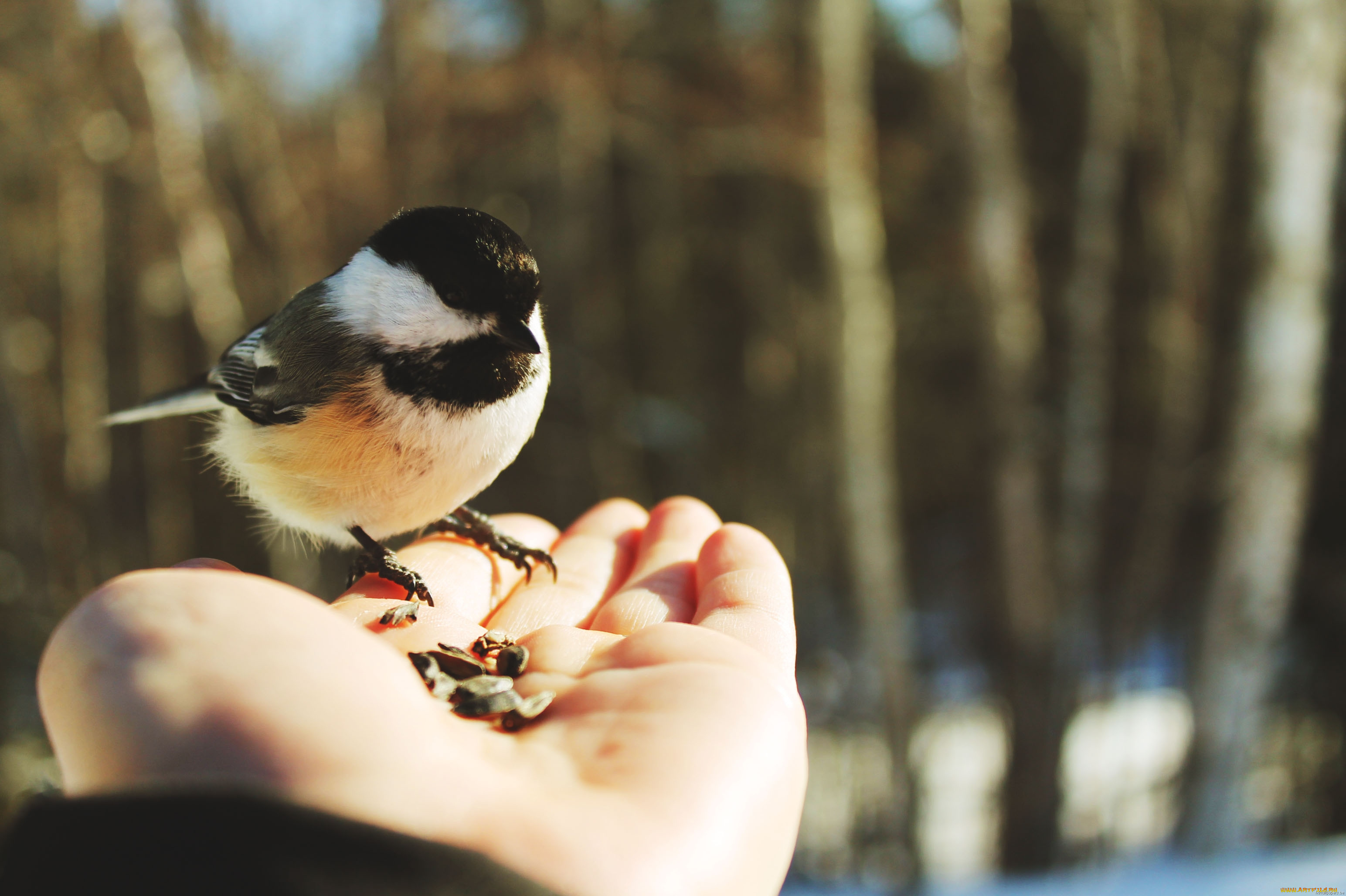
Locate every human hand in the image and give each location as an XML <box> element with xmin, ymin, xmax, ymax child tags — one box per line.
<box><xmin>39</xmin><ymin>498</ymin><xmax>805</xmax><ymax>896</ymax></box>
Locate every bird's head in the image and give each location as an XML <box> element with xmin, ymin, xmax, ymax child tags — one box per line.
<box><xmin>327</xmin><ymin>206</ymin><xmax>547</xmax><ymax>354</ymax></box>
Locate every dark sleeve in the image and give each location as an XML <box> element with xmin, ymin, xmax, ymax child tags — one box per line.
<box><xmin>0</xmin><ymin>791</ymin><xmax>554</xmax><ymax>896</ymax></box>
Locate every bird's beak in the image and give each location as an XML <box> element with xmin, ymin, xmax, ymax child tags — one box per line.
<box><xmin>495</xmin><ymin>320</ymin><xmax>542</xmax><ymax>355</ymax></box>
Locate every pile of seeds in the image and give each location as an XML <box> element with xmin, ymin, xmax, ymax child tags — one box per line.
<box><xmin>407</xmin><ymin>631</ymin><xmax>556</xmax><ymax>730</ymax></box>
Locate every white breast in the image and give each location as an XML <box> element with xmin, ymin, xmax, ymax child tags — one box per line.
<box><xmin>210</xmin><ymin>344</ymin><xmax>551</xmax><ymax>545</ymax></box>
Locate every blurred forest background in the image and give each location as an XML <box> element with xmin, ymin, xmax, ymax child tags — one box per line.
<box><xmin>0</xmin><ymin>0</ymin><xmax>1346</xmax><ymax>888</ymax></box>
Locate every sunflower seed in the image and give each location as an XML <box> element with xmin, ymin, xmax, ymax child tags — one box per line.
<box><xmin>425</xmin><ymin>645</ymin><xmax>486</xmax><ymax>679</ymax></box>
<box><xmin>454</xmin><ymin>675</ymin><xmax>514</xmax><ymax>702</ymax></box>
<box><xmin>454</xmin><ymin>679</ymin><xmax>523</xmax><ymax>719</ymax></box>
<box><xmin>378</xmin><ymin>600</ymin><xmax>420</xmax><ymax>628</ymax></box>
<box><xmin>472</xmin><ymin>628</ymin><xmax>514</xmax><ymax>658</ymax></box>
<box><xmin>495</xmin><ymin>645</ymin><xmax>527</xmax><ymax>678</ymax></box>
<box><xmin>407</xmin><ymin>651</ymin><xmax>458</xmax><ymax>699</ymax></box>
<box><xmin>501</xmin><ymin>690</ymin><xmax>556</xmax><ymax>730</ymax></box>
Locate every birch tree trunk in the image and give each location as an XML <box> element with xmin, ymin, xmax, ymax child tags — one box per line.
<box><xmin>55</xmin><ymin>4</ymin><xmax>112</xmax><ymax>498</ymax></box>
<box><xmin>1057</xmin><ymin>0</ymin><xmax>1133</xmax><ymax>671</ymax></box>
<box><xmin>1184</xmin><ymin>0</ymin><xmax>1346</xmax><ymax>852</ymax></box>
<box><xmin>817</xmin><ymin>0</ymin><xmax>911</xmax><ymax>850</ymax></box>
<box><xmin>1120</xmin><ymin>0</ymin><xmax>1248</xmax><ymax>643</ymax></box>
<box><xmin>121</xmin><ymin>0</ymin><xmax>246</xmax><ymax>360</ymax></box>
<box><xmin>962</xmin><ymin>0</ymin><xmax>1060</xmax><ymax>869</ymax></box>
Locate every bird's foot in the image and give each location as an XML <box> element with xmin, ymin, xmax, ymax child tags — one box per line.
<box><xmin>429</xmin><ymin>505</ymin><xmax>556</xmax><ymax>581</ymax></box>
<box><xmin>346</xmin><ymin>526</ymin><xmax>435</xmax><ymax>625</ymax></box>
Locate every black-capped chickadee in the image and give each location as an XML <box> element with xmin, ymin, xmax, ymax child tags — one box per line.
<box><xmin>108</xmin><ymin>206</ymin><xmax>556</xmax><ymax>624</ymax></box>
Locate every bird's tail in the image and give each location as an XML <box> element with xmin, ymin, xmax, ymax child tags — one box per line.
<box><xmin>102</xmin><ymin>378</ymin><xmax>224</xmax><ymax>427</ymax></box>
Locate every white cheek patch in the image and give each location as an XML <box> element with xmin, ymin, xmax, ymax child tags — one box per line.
<box><xmin>328</xmin><ymin>246</ymin><xmax>491</xmax><ymax>349</ymax></box>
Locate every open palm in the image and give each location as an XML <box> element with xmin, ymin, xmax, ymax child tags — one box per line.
<box><xmin>39</xmin><ymin>499</ymin><xmax>805</xmax><ymax>895</ymax></box>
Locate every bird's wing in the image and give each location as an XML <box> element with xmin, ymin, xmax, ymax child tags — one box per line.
<box><xmin>104</xmin><ymin>322</ymin><xmax>274</xmax><ymax>427</ymax></box>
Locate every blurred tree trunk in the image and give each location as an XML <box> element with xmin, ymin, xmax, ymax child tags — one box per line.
<box><xmin>55</xmin><ymin>4</ymin><xmax>112</xmax><ymax>498</ymax></box>
<box><xmin>177</xmin><ymin>0</ymin><xmax>328</xmax><ymax>592</ymax></box>
<box><xmin>1184</xmin><ymin>0</ymin><xmax>1346</xmax><ymax>852</ymax></box>
<box><xmin>538</xmin><ymin>0</ymin><xmax>638</xmax><ymax>500</ymax></box>
<box><xmin>817</xmin><ymin>0</ymin><xmax>913</xmax><ymax>861</ymax></box>
<box><xmin>1118</xmin><ymin>0</ymin><xmax>1248</xmax><ymax>643</ymax></box>
<box><xmin>962</xmin><ymin>0</ymin><xmax>1060</xmax><ymax>870</ymax></box>
<box><xmin>121</xmin><ymin>0</ymin><xmax>246</xmax><ymax>360</ymax></box>
<box><xmin>1057</xmin><ymin>0</ymin><xmax>1135</xmax><ymax>674</ymax></box>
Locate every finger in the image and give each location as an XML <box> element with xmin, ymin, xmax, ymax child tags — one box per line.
<box><xmin>591</xmin><ymin>498</ymin><xmax>720</xmax><ymax>635</ymax></box>
<box><xmin>331</xmin><ymin>597</ymin><xmax>486</xmax><ymax>654</ymax></box>
<box><xmin>336</xmin><ymin>514</ymin><xmax>557</xmax><ymax>620</ymax></box>
<box><xmin>489</xmin><ymin>499</ymin><xmax>650</xmax><ymax>638</ymax></box>
<box><xmin>692</xmin><ymin>523</ymin><xmax>795</xmax><ymax>674</ymax></box>
<box><xmin>520</xmin><ymin>625</ymin><xmax>622</xmax><ymax>677</ymax></box>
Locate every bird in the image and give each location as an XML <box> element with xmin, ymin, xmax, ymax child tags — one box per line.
<box><xmin>106</xmin><ymin>206</ymin><xmax>556</xmax><ymax>625</ymax></box>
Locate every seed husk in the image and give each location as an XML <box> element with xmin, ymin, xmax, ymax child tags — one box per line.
<box><xmin>454</xmin><ymin>675</ymin><xmax>514</xmax><ymax>702</ymax></box>
<box><xmin>454</xmin><ymin>679</ymin><xmax>523</xmax><ymax>719</ymax></box>
<box><xmin>378</xmin><ymin>600</ymin><xmax>420</xmax><ymax>628</ymax></box>
<box><xmin>407</xmin><ymin>651</ymin><xmax>438</xmax><ymax>685</ymax></box>
<box><xmin>495</xmin><ymin>645</ymin><xmax>527</xmax><ymax>678</ymax></box>
<box><xmin>425</xmin><ymin>645</ymin><xmax>486</xmax><ymax>679</ymax></box>
<box><xmin>472</xmin><ymin>628</ymin><xmax>514</xmax><ymax>659</ymax></box>
<box><xmin>407</xmin><ymin>651</ymin><xmax>458</xmax><ymax>699</ymax></box>
<box><xmin>501</xmin><ymin>690</ymin><xmax>556</xmax><ymax>730</ymax></box>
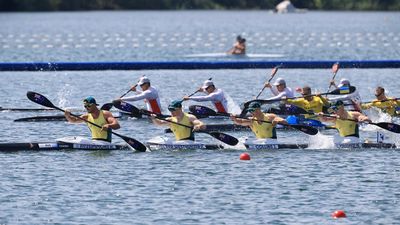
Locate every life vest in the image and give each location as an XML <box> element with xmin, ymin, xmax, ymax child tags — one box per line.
<box><xmin>86</xmin><ymin>110</ymin><xmax>111</xmax><ymax>142</ymax></box>
<box><xmin>170</xmin><ymin>113</ymin><xmax>194</xmax><ymax>141</ymax></box>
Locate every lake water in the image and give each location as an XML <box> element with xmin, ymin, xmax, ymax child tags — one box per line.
<box><xmin>0</xmin><ymin>11</ymin><xmax>400</xmax><ymax>225</ymax></box>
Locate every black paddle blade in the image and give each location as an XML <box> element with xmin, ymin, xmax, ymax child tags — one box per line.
<box><xmin>114</xmin><ymin>133</ymin><xmax>146</xmax><ymax>152</ymax></box>
<box><xmin>290</xmin><ymin>125</ymin><xmax>318</xmax><ymax>135</ymax></box>
<box><xmin>204</xmin><ymin>132</ymin><xmax>239</xmax><ymax>146</ymax></box>
<box><xmin>100</xmin><ymin>102</ymin><xmax>114</xmax><ymax>111</ymax></box>
<box><xmin>371</xmin><ymin>122</ymin><xmax>400</xmax><ymax>133</ymax></box>
<box><xmin>326</xmin><ymin>86</ymin><xmax>356</xmax><ymax>95</ymax></box>
<box><xmin>26</xmin><ymin>91</ymin><xmax>57</xmax><ymax>109</ymax></box>
<box><xmin>113</xmin><ymin>101</ymin><xmax>141</xmax><ymax>116</ymax></box>
<box><xmin>189</xmin><ymin>105</ymin><xmax>217</xmax><ymax>116</ymax></box>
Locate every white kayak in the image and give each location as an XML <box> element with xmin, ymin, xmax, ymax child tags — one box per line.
<box><xmin>185</xmin><ymin>52</ymin><xmax>285</xmax><ymax>58</ymax></box>
<box><xmin>146</xmin><ymin>137</ymin><xmax>224</xmax><ymax>150</ymax></box>
<box><xmin>0</xmin><ymin>137</ymin><xmax>129</xmax><ymax>152</ymax></box>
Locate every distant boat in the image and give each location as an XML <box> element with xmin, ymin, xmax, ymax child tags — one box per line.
<box><xmin>275</xmin><ymin>0</ymin><xmax>307</xmax><ymax>13</ymax></box>
<box><xmin>185</xmin><ymin>52</ymin><xmax>285</xmax><ymax>58</ymax></box>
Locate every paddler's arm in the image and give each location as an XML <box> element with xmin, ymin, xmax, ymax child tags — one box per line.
<box><xmin>102</xmin><ymin>111</ymin><xmax>121</xmax><ymax>130</ymax></box>
<box><xmin>230</xmin><ymin>115</ymin><xmax>251</xmax><ymax>126</ymax></box>
<box><xmin>64</xmin><ymin>110</ymin><xmax>88</xmax><ymax>123</ymax></box>
<box><xmin>189</xmin><ymin>115</ymin><xmax>206</xmax><ymax>131</ymax></box>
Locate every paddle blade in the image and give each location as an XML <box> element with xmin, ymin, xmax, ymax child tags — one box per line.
<box><xmin>326</xmin><ymin>86</ymin><xmax>356</xmax><ymax>95</ymax></box>
<box><xmin>332</xmin><ymin>62</ymin><xmax>339</xmax><ymax>74</ymax></box>
<box><xmin>26</xmin><ymin>91</ymin><xmax>58</xmax><ymax>109</ymax></box>
<box><xmin>113</xmin><ymin>133</ymin><xmax>146</xmax><ymax>152</ymax></box>
<box><xmin>371</xmin><ymin>122</ymin><xmax>400</xmax><ymax>133</ymax></box>
<box><xmin>100</xmin><ymin>102</ymin><xmax>114</xmax><ymax>111</ymax></box>
<box><xmin>189</xmin><ymin>105</ymin><xmax>217</xmax><ymax>116</ymax></box>
<box><xmin>113</xmin><ymin>101</ymin><xmax>141</xmax><ymax>115</ymax></box>
<box><xmin>205</xmin><ymin>132</ymin><xmax>239</xmax><ymax>146</ymax></box>
<box><xmin>290</xmin><ymin>125</ymin><xmax>318</xmax><ymax>135</ymax></box>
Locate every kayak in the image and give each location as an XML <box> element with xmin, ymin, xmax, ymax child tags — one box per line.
<box><xmin>0</xmin><ymin>137</ymin><xmax>129</xmax><ymax>152</ymax></box>
<box><xmin>146</xmin><ymin>137</ymin><xmax>224</xmax><ymax>150</ymax></box>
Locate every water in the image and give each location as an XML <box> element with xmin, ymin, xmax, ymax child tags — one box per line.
<box><xmin>0</xmin><ymin>11</ymin><xmax>400</xmax><ymax>224</ymax></box>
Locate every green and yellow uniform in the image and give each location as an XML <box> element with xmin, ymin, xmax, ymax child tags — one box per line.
<box><xmin>361</xmin><ymin>98</ymin><xmax>400</xmax><ymax>116</ymax></box>
<box><xmin>250</xmin><ymin>114</ymin><xmax>276</xmax><ymax>139</ymax></box>
<box><xmin>287</xmin><ymin>96</ymin><xmax>329</xmax><ymax>118</ymax></box>
<box><xmin>335</xmin><ymin>111</ymin><xmax>360</xmax><ymax>137</ymax></box>
<box><xmin>87</xmin><ymin>110</ymin><xmax>111</xmax><ymax>142</ymax></box>
<box><xmin>169</xmin><ymin>113</ymin><xmax>194</xmax><ymax>141</ymax></box>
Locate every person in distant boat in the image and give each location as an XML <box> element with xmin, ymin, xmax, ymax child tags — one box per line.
<box><xmin>328</xmin><ymin>78</ymin><xmax>361</xmax><ymax>112</ymax></box>
<box><xmin>361</xmin><ymin>87</ymin><xmax>400</xmax><ymax>116</ymax></box>
<box><xmin>264</xmin><ymin>78</ymin><xmax>294</xmax><ymax>100</ymax></box>
<box><xmin>151</xmin><ymin>100</ymin><xmax>205</xmax><ymax>141</ymax></box>
<box><xmin>317</xmin><ymin>100</ymin><xmax>372</xmax><ymax>143</ymax></box>
<box><xmin>227</xmin><ymin>35</ymin><xmax>246</xmax><ymax>55</ymax></box>
<box><xmin>183</xmin><ymin>80</ymin><xmax>228</xmax><ymax>113</ymax></box>
<box><xmin>283</xmin><ymin>86</ymin><xmax>330</xmax><ymax>113</ymax></box>
<box><xmin>231</xmin><ymin>102</ymin><xmax>288</xmax><ymax>144</ymax></box>
<box><xmin>117</xmin><ymin>76</ymin><xmax>161</xmax><ymax>114</ymax></box>
<box><xmin>64</xmin><ymin>96</ymin><xmax>120</xmax><ymax>142</ymax></box>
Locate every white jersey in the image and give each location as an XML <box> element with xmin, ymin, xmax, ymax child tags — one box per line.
<box><xmin>267</xmin><ymin>86</ymin><xmax>294</xmax><ymax>100</ymax></box>
<box><xmin>189</xmin><ymin>89</ymin><xmax>228</xmax><ymax>113</ymax></box>
<box><xmin>121</xmin><ymin>86</ymin><xmax>161</xmax><ymax>114</ymax></box>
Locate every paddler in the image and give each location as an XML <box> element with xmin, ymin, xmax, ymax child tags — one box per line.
<box><xmin>64</xmin><ymin>96</ymin><xmax>120</xmax><ymax>142</ymax></box>
<box><xmin>151</xmin><ymin>100</ymin><xmax>205</xmax><ymax>141</ymax></box>
<box><xmin>231</xmin><ymin>102</ymin><xmax>288</xmax><ymax>143</ymax></box>
<box><xmin>183</xmin><ymin>80</ymin><xmax>228</xmax><ymax>113</ymax></box>
<box><xmin>226</xmin><ymin>35</ymin><xmax>246</xmax><ymax>55</ymax></box>
<box><xmin>264</xmin><ymin>78</ymin><xmax>294</xmax><ymax>100</ymax></box>
<box><xmin>328</xmin><ymin>78</ymin><xmax>361</xmax><ymax>112</ymax></box>
<box><xmin>117</xmin><ymin>76</ymin><xmax>161</xmax><ymax>114</ymax></box>
<box><xmin>361</xmin><ymin>87</ymin><xmax>400</xmax><ymax>116</ymax></box>
<box><xmin>318</xmin><ymin>100</ymin><xmax>372</xmax><ymax>144</ymax></box>
<box><xmin>284</xmin><ymin>86</ymin><xmax>330</xmax><ymax>117</ymax></box>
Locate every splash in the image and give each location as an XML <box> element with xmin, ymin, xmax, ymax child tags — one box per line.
<box><xmin>308</xmin><ymin>132</ymin><xmax>335</xmax><ymax>149</ymax></box>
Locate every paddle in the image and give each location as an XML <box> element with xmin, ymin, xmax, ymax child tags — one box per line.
<box><xmin>322</xmin><ymin>114</ymin><xmax>400</xmax><ymax>133</ymax></box>
<box><xmin>100</xmin><ymin>75</ymin><xmax>145</xmax><ymax>111</ymax></box>
<box><xmin>114</xmin><ymin>101</ymin><xmax>239</xmax><ymax>146</ymax></box>
<box><xmin>244</xmin><ymin>86</ymin><xmax>356</xmax><ymax>109</ymax></box>
<box><xmin>327</xmin><ymin>62</ymin><xmax>339</xmax><ymax>92</ymax></box>
<box><xmin>256</xmin><ymin>64</ymin><xmax>282</xmax><ymax>99</ymax></box>
<box><xmin>26</xmin><ymin>91</ymin><xmax>146</xmax><ymax>152</ymax></box>
<box><xmin>189</xmin><ymin>105</ymin><xmax>318</xmax><ymax>135</ymax></box>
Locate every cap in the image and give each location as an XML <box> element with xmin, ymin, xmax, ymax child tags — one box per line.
<box><xmin>202</xmin><ymin>80</ymin><xmax>214</xmax><ymax>89</ymax></box>
<box><xmin>168</xmin><ymin>100</ymin><xmax>182</xmax><ymax>110</ymax></box>
<box><xmin>339</xmin><ymin>78</ymin><xmax>350</xmax><ymax>87</ymax></box>
<box><xmin>274</xmin><ymin>78</ymin><xmax>286</xmax><ymax>86</ymax></box>
<box><xmin>333</xmin><ymin>100</ymin><xmax>344</xmax><ymax>107</ymax></box>
<box><xmin>83</xmin><ymin>96</ymin><xmax>99</xmax><ymax>105</ymax></box>
<box><xmin>247</xmin><ymin>102</ymin><xmax>261</xmax><ymax>112</ymax></box>
<box><xmin>138</xmin><ymin>76</ymin><xmax>150</xmax><ymax>86</ymax></box>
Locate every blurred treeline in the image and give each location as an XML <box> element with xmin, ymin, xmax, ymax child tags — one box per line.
<box><xmin>0</xmin><ymin>0</ymin><xmax>400</xmax><ymax>11</ymax></box>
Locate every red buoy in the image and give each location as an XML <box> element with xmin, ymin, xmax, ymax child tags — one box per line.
<box><xmin>240</xmin><ymin>153</ymin><xmax>250</xmax><ymax>160</ymax></box>
<box><xmin>332</xmin><ymin>210</ymin><xmax>346</xmax><ymax>219</ymax></box>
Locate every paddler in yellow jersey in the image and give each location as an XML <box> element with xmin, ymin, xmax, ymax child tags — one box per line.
<box><xmin>65</xmin><ymin>96</ymin><xmax>120</xmax><ymax>142</ymax></box>
<box><xmin>361</xmin><ymin>87</ymin><xmax>400</xmax><ymax>116</ymax></box>
<box><xmin>152</xmin><ymin>100</ymin><xmax>205</xmax><ymax>141</ymax></box>
<box><xmin>318</xmin><ymin>100</ymin><xmax>372</xmax><ymax>143</ymax></box>
<box><xmin>286</xmin><ymin>86</ymin><xmax>330</xmax><ymax>118</ymax></box>
<box><xmin>231</xmin><ymin>102</ymin><xmax>288</xmax><ymax>142</ymax></box>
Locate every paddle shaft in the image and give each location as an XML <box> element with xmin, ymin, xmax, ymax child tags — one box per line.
<box><xmin>256</xmin><ymin>66</ymin><xmax>279</xmax><ymax>99</ymax></box>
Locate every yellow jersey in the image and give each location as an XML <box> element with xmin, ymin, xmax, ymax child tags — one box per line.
<box><xmin>86</xmin><ymin>110</ymin><xmax>111</xmax><ymax>142</ymax></box>
<box><xmin>169</xmin><ymin>113</ymin><xmax>194</xmax><ymax>141</ymax></box>
<box><xmin>250</xmin><ymin>114</ymin><xmax>276</xmax><ymax>139</ymax></box>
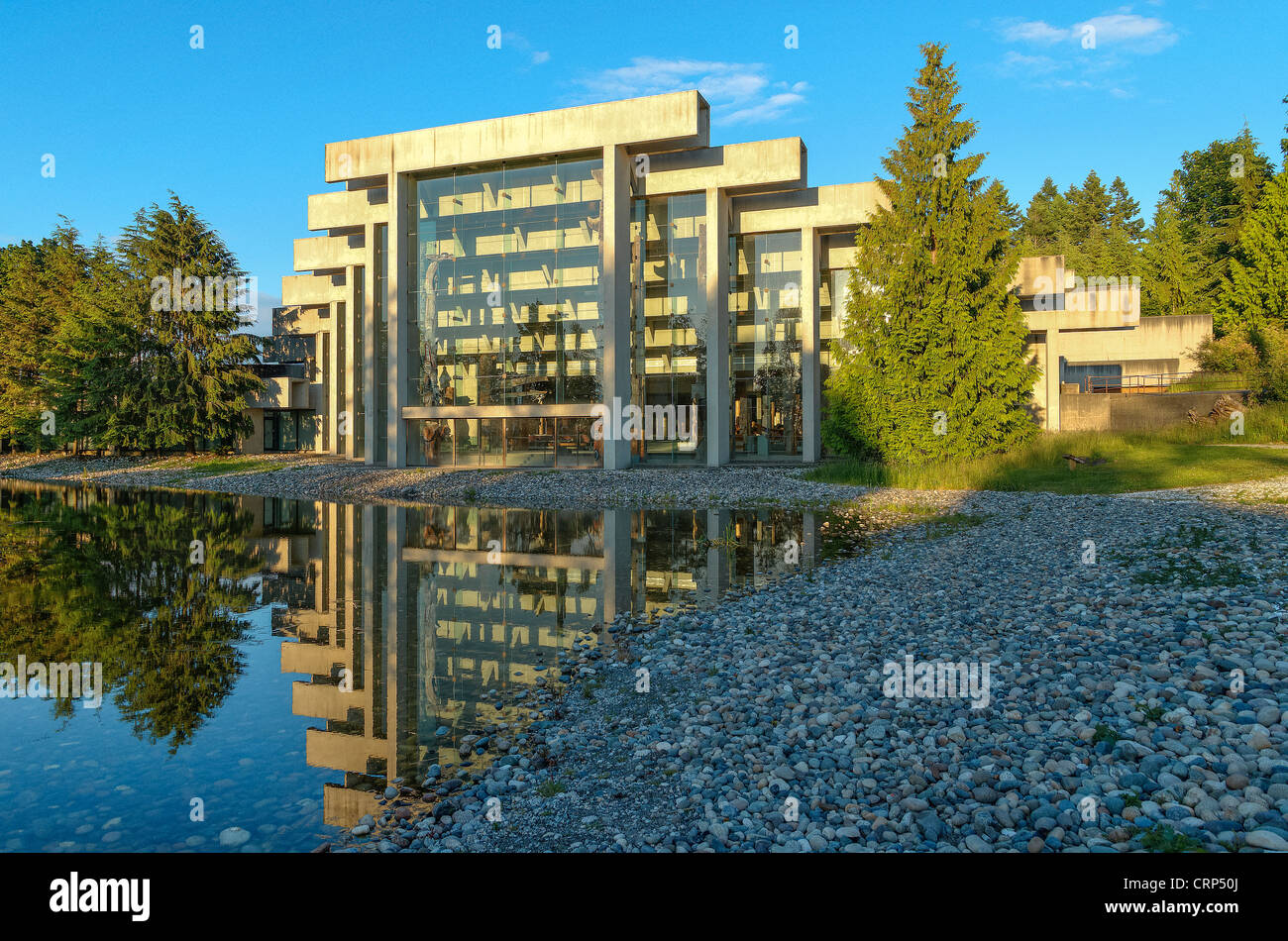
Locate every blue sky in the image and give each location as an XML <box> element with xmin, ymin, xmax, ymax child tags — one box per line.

◆ ◆ ◆ ◆ ◆

— PROBLEM DETAILS —
Please return every line in the entries above that contains the word "bird", copying each such line in full.

— FINAL RESULT —
Locate every bird's head in the image and give each location as an XML <box> element with xmin, ymin, xmax, ymax child tags — one box per line.
Locate every bird's beak in the image and give each location as an XML <box> element with xmin, ymin, xmax, ymax child tags — one box per line.
Locate every bird's foot in the image and give each location as an XML <box> element with xmin, ymin, xmax, ymax child tags — one box per line.
Locate every bird's tail in the image and give each location as an XML <box> element with xmin, ymin, xmax, ymax child tags — one box per line.
Locate every bird's wing in the image and give each location as an XML <box> element with xmin, ymin, xmax, ymax child tags — one box per line.
Locate every bird in the image and give each location as an XML <box> element with xmin, ymin, xmax, ymax child tags — one box per line.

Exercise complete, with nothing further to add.